DESCRIPTION OF THE TASK ->
Collect every line from the items below that includes the word "navy", and copy each of those lines in full.

PROVIDED DATA ->
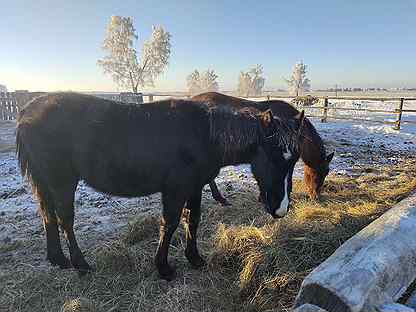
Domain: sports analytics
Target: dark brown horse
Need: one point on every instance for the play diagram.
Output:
(174, 147)
(312, 149)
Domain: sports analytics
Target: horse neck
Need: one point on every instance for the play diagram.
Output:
(235, 137)
(312, 149)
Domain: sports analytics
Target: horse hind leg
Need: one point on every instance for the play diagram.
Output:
(191, 251)
(55, 254)
(171, 214)
(64, 198)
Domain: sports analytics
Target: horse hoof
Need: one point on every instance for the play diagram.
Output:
(61, 261)
(225, 203)
(167, 273)
(196, 261)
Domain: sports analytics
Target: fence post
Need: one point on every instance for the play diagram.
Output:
(325, 111)
(399, 115)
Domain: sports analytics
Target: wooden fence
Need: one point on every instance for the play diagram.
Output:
(12, 102)
(8, 106)
(398, 111)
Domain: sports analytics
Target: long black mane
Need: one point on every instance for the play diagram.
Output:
(236, 130)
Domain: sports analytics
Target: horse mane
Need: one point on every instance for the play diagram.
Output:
(233, 130)
(237, 130)
(313, 137)
(308, 133)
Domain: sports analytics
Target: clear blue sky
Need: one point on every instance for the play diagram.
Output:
(54, 45)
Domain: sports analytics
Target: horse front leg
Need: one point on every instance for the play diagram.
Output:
(217, 195)
(171, 214)
(191, 251)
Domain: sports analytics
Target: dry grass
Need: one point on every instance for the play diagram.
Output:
(255, 263)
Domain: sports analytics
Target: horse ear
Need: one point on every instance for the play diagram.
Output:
(266, 117)
(329, 157)
(301, 118)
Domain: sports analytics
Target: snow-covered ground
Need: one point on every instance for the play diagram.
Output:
(357, 147)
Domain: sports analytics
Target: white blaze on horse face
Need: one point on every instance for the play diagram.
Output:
(284, 205)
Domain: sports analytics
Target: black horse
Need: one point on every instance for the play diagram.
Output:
(174, 147)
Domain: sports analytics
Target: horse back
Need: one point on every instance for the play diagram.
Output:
(119, 149)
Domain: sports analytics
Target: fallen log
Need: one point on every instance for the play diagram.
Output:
(371, 270)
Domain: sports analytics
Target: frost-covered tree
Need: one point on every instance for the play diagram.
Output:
(193, 82)
(202, 82)
(298, 83)
(122, 61)
(251, 82)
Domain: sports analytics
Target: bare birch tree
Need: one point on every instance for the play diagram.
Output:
(202, 82)
(251, 82)
(298, 83)
(122, 61)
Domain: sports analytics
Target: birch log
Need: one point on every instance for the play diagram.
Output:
(371, 270)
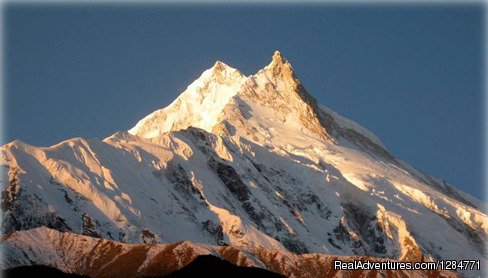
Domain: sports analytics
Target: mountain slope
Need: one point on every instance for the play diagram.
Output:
(248, 162)
(104, 258)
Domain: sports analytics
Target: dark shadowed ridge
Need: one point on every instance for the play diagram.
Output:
(208, 265)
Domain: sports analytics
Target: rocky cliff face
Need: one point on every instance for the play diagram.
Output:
(247, 162)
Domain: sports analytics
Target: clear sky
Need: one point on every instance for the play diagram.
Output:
(411, 74)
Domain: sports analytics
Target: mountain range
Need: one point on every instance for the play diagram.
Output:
(250, 169)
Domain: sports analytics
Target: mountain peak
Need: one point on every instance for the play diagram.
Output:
(220, 66)
(278, 58)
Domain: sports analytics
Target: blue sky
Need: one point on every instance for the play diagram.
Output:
(412, 74)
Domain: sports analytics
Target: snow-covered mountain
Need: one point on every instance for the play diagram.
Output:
(246, 161)
(105, 258)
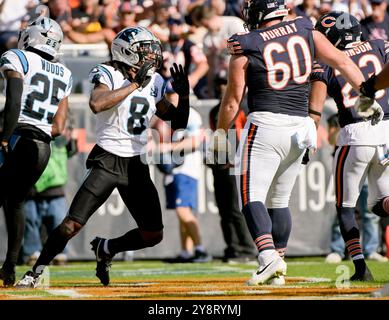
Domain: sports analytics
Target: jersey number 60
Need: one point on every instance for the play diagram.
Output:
(280, 73)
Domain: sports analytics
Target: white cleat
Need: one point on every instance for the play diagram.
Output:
(276, 281)
(275, 268)
(29, 280)
(333, 257)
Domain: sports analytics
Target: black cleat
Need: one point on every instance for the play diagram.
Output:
(7, 277)
(104, 260)
(362, 276)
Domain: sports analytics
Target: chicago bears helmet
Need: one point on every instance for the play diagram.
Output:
(340, 28)
(256, 11)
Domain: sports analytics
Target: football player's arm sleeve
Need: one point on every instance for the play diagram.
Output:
(235, 91)
(13, 102)
(102, 98)
(382, 79)
(335, 58)
(60, 117)
(317, 98)
(178, 116)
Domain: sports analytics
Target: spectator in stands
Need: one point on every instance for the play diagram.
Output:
(220, 28)
(60, 10)
(46, 205)
(127, 18)
(87, 17)
(183, 51)
(376, 26)
(159, 25)
(233, 8)
(235, 233)
(109, 13)
(11, 14)
(325, 7)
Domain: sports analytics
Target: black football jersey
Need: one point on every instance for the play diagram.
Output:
(280, 63)
(369, 56)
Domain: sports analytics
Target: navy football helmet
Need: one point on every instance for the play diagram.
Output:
(340, 28)
(256, 11)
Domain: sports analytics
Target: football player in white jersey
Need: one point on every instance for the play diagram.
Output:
(127, 94)
(35, 111)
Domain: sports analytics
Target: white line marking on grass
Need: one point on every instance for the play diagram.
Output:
(311, 279)
(177, 271)
(67, 293)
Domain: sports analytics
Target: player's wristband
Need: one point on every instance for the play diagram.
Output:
(367, 87)
(316, 113)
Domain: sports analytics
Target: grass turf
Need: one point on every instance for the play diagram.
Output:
(159, 280)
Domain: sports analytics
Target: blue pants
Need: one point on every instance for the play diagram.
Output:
(369, 229)
(49, 212)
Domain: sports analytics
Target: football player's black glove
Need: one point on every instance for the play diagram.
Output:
(180, 82)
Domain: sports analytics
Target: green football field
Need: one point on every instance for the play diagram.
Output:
(307, 278)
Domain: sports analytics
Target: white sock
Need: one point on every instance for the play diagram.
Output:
(200, 247)
(266, 256)
(185, 254)
(105, 247)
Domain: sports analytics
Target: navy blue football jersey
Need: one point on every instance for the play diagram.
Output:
(280, 63)
(369, 56)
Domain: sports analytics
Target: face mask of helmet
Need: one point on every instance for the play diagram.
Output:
(150, 51)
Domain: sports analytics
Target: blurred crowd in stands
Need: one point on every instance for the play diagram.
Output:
(193, 32)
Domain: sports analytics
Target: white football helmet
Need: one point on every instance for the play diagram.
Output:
(133, 45)
(44, 35)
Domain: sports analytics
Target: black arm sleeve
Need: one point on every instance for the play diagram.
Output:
(12, 106)
(178, 116)
(71, 147)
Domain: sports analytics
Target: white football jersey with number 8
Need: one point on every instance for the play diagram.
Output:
(121, 130)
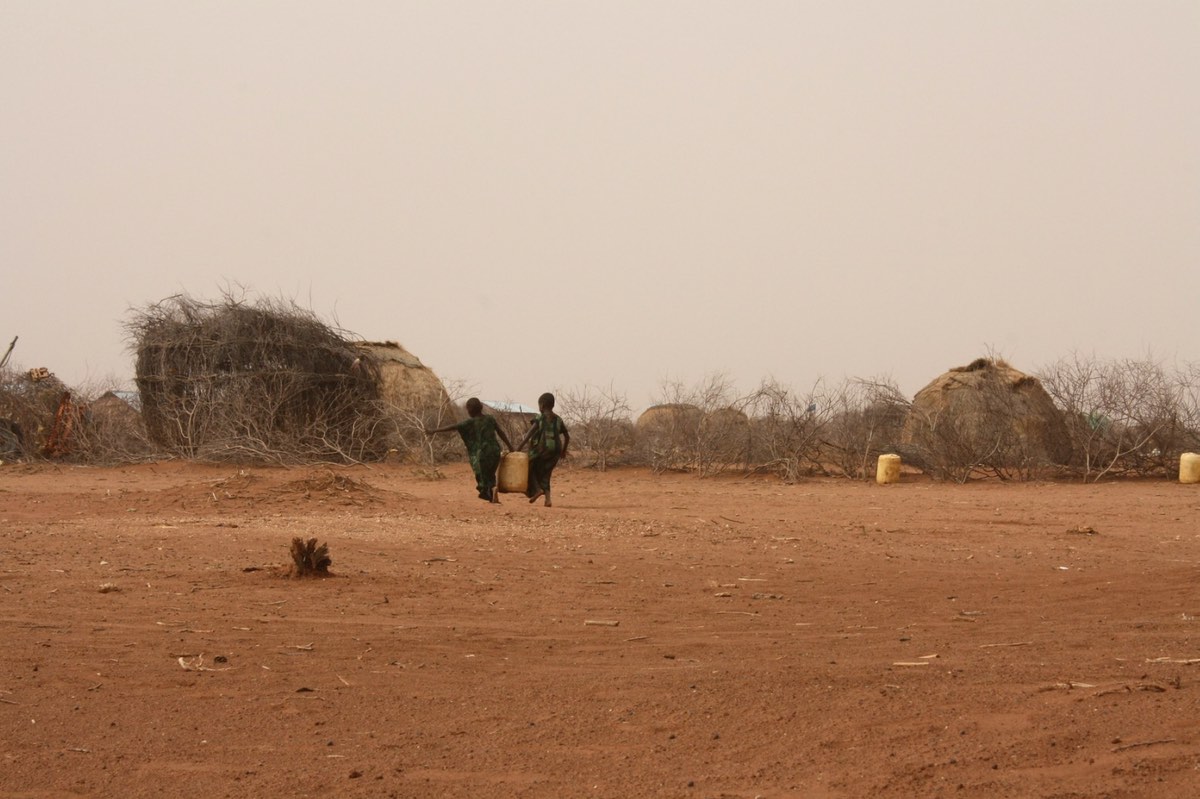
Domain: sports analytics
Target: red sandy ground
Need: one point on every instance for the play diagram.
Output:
(648, 636)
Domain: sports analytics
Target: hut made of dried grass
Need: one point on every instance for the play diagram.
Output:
(987, 414)
(265, 380)
(406, 384)
(29, 403)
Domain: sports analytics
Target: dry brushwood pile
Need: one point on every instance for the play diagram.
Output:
(265, 382)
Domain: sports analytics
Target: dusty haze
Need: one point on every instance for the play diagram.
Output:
(535, 194)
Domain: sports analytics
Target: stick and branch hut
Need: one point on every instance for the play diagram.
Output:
(263, 382)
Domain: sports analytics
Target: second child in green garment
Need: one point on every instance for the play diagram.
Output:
(549, 440)
(479, 434)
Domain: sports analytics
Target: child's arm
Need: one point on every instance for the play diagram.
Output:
(527, 436)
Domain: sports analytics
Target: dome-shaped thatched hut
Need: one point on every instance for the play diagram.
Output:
(985, 415)
(406, 384)
(669, 418)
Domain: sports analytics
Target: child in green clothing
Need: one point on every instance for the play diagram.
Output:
(479, 433)
(549, 440)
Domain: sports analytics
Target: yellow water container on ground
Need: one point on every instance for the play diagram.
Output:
(514, 475)
(1189, 467)
(888, 469)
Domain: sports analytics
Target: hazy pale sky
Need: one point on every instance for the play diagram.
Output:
(540, 194)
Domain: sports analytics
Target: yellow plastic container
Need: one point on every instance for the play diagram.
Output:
(1189, 467)
(887, 469)
(514, 475)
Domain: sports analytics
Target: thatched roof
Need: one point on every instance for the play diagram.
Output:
(669, 414)
(405, 382)
(989, 408)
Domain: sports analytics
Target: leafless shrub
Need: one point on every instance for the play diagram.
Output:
(786, 428)
(265, 382)
(1125, 416)
(310, 559)
(599, 424)
(701, 428)
(411, 420)
(858, 421)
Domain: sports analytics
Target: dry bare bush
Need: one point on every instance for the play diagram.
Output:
(111, 428)
(411, 421)
(701, 428)
(310, 559)
(1125, 416)
(786, 428)
(857, 421)
(599, 420)
(263, 382)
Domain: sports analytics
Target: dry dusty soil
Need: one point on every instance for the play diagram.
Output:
(647, 636)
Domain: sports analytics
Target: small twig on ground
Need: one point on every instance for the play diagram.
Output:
(1143, 743)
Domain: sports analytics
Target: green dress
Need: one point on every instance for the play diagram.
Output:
(544, 451)
(484, 450)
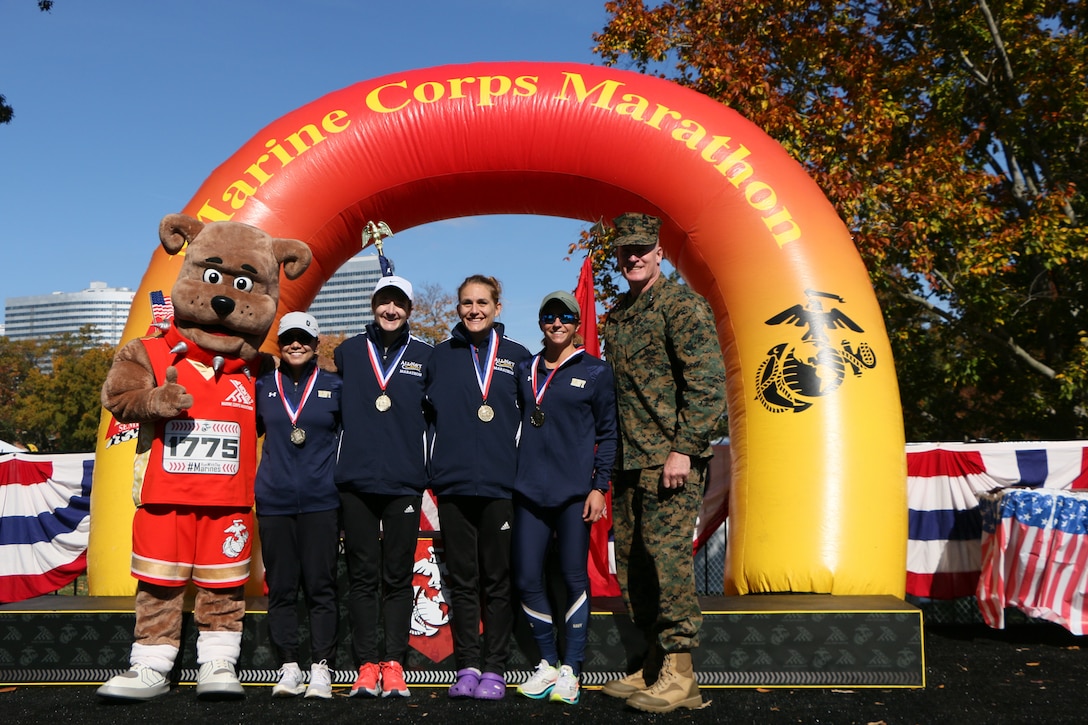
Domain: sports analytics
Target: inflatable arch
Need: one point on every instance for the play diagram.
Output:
(818, 502)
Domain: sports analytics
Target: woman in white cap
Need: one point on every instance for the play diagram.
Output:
(298, 410)
(565, 462)
(473, 394)
(381, 477)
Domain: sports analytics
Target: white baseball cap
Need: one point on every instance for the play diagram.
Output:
(393, 281)
(298, 321)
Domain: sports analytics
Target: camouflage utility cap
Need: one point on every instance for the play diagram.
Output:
(635, 229)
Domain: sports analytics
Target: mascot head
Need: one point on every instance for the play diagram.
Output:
(227, 289)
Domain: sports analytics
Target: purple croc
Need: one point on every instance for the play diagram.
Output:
(491, 687)
(466, 685)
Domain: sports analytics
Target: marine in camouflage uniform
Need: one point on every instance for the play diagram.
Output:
(662, 343)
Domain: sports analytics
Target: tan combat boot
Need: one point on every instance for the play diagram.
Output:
(675, 688)
(637, 680)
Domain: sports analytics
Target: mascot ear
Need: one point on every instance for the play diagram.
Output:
(294, 255)
(176, 230)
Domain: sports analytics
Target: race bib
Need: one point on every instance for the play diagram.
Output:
(201, 446)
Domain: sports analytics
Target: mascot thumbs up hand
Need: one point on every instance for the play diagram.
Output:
(169, 400)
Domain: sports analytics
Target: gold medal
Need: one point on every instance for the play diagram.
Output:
(536, 418)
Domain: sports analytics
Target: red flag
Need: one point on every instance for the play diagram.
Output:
(603, 580)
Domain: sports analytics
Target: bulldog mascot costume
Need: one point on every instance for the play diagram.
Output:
(192, 391)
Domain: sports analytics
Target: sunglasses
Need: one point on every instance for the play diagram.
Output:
(565, 318)
(295, 336)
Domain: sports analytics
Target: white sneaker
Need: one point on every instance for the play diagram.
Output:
(321, 683)
(540, 684)
(218, 680)
(567, 688)
(291, 682)
(139, 683)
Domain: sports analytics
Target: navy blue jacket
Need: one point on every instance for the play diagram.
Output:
(297, 479)
(382, 452)
(469, 456)
(573, 451)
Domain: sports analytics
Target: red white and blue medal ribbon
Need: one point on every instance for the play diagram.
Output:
(383, 403)
(297, 434)
(538, 415)
(485, 413)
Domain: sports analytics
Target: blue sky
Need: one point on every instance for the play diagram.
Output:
(124, 107)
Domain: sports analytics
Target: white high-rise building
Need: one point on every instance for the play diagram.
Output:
(343, 305)
(41, 316)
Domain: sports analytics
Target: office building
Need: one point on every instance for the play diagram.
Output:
(35, 317)
(343, 305)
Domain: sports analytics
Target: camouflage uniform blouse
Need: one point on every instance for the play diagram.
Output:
(670, 379)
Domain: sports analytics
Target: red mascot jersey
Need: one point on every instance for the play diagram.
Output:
(207, 456)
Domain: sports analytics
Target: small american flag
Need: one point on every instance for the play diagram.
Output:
(161, 307)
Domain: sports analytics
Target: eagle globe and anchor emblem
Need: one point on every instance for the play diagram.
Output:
(795, 373)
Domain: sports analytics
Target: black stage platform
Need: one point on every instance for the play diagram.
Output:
(757, 640)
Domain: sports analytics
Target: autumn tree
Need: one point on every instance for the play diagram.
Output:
(54, 401)
(7, 112)
(951, 137)
(326, 345)
(433, 312)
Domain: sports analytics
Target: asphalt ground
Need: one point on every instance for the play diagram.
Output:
(1027, 673)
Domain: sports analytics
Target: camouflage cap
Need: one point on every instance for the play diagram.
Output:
(635, 229)
(563, 297)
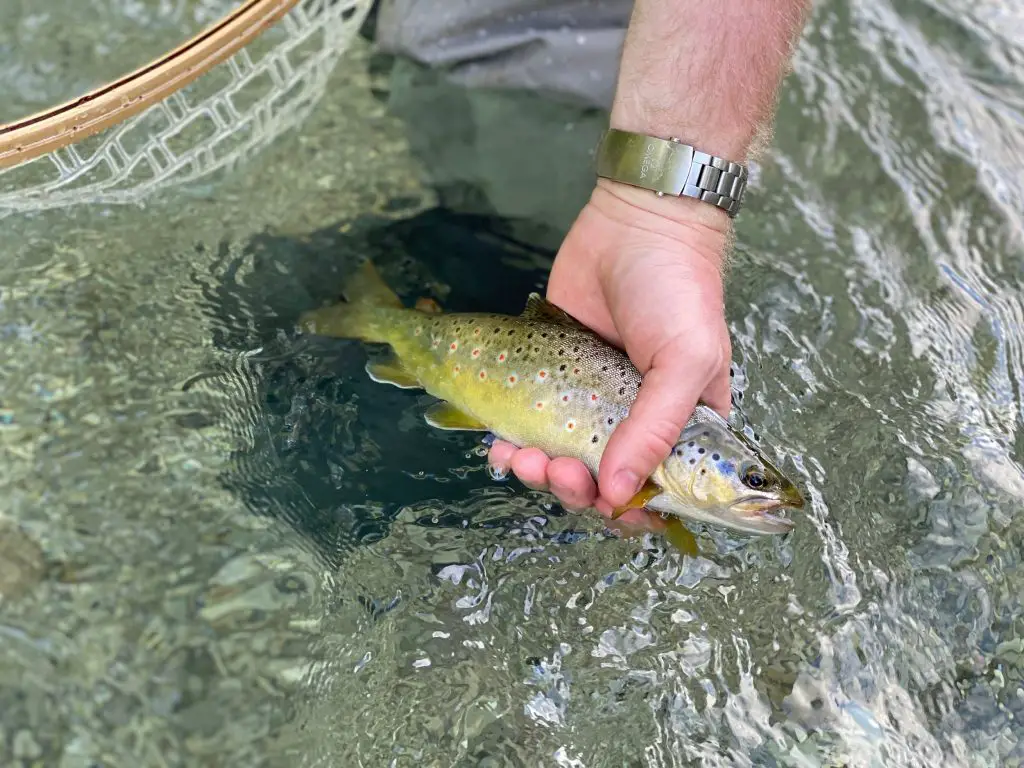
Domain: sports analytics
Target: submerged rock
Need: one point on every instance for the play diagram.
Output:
(22, 561)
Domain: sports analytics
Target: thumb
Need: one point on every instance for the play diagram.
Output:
(666, 400)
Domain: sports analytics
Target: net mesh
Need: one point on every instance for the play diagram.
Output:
(219, 120)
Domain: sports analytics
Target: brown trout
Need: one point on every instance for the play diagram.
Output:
(543, 379)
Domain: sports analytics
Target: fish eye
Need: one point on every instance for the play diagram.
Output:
(755, 478)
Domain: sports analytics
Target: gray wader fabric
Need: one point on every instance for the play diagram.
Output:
(505, 100)
(567, 48)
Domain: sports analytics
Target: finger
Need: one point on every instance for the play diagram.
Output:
(530, 466)
(718, 394)
(666, 401)
(500, 456)
(571, 482)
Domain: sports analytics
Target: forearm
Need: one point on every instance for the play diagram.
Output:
(707, 73)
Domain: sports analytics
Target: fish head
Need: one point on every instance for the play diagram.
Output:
(718, 475)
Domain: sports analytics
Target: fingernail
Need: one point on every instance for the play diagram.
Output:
(626, 482)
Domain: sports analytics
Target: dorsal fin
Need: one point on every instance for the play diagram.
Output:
(539, 308)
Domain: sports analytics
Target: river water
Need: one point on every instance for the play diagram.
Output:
(223, 546)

THE ANSWER ->
Target: navy football helmet
Target: navy blue football jersey
Target: navy blue jacket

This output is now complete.